# Why are my chicks doing this



## 2rain (Jun 2, 2013)

My chicks are always sleeping alot is it to hot? Or do they just do that just got my chicks


----------



## Bee (Jun 20, 2013)

Could be due to it being too hot. How old are they, how long have you had them and can you give us a pic of the brooder setup? 

Do they look like they are trying to avoid being under the source of heat? Try moving your heat lamp upwards or expand your brooder so that they can get away from the source of heat if they want to. 

If you leave it too hot, they may start to develop diarrhea or what folks call pasty butts, so keep a watch on that. If they paste over at the vent, no more poop can come out and it can kill a chick.


----------



## 2rain (Jun 2, 2013)

This was takes yesterday today they seem to be spreading out more its just box with chicken wire and a heat lamp and shavings I think it's about 100 degrees maybe a little I over under the lamp and there inside


----------



## Bee (Jun 20, 2013)

- _Data supplied_:
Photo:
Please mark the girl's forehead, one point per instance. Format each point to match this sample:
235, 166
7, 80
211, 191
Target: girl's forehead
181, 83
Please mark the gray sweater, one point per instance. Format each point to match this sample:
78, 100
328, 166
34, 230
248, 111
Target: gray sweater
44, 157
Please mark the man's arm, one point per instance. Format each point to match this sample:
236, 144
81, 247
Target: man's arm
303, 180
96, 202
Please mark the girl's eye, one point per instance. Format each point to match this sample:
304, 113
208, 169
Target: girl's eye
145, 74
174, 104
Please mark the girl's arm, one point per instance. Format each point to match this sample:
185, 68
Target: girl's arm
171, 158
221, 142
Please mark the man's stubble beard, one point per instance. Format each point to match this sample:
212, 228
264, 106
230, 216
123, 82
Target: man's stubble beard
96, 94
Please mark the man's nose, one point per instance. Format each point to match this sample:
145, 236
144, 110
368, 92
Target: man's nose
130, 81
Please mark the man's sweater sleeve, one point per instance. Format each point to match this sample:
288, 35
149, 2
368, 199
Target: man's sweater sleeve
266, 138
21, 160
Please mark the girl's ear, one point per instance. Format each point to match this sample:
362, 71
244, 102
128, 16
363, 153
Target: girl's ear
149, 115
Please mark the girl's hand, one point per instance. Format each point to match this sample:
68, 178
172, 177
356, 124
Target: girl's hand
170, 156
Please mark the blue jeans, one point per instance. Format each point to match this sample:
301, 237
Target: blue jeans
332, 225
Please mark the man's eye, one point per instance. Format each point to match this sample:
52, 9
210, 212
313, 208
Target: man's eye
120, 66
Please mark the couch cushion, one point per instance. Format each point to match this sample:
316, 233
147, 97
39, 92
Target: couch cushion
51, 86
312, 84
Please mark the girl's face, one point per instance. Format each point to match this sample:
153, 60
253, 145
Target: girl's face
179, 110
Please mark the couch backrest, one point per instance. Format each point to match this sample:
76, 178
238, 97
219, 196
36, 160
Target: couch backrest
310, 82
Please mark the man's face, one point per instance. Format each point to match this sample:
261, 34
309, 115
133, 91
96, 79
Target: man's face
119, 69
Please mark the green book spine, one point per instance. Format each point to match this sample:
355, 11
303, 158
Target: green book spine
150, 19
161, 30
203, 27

- _Work instructions_: In the forum thread about sleepy chicks, why does Bee suggest raising the heat lamp or making the brooder bigger? Answer in one to three sentences.

- _Task solution_: Bee thinks the chicks may be sleeping so much because the brooder is too hot. Raising the lamp or enlarging the brooder gives them room to move away from the heat source if they want to.